• [WHAT YOU ARE ASKED TO DO]
Collect every line below that contains the string "instance". Copy each one in full.

Stored items:
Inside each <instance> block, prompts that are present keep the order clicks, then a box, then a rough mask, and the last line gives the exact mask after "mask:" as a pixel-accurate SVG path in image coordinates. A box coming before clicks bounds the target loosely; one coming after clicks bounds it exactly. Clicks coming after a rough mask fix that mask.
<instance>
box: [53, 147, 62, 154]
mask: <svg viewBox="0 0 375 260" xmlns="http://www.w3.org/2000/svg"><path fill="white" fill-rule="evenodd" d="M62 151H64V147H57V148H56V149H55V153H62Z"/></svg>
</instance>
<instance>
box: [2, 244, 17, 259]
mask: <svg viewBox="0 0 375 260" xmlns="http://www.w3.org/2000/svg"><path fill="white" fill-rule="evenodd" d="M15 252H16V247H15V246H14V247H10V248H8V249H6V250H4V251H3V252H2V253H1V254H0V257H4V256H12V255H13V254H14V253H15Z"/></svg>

• [WRITTEN SOLUTION]
Inside each <instance> block, prompts that are present keep the order clicks, then a box, then a rough mask, and the last line gives the exact mask after "mask:" as a pixel-accurate SVG path in image coordinates. A box coming before clicks bounds the target loosely; one coming after clicks bounds it exactly. Clicks coming after a rough mask fix that mask.
<instance>
</instance>
<instance>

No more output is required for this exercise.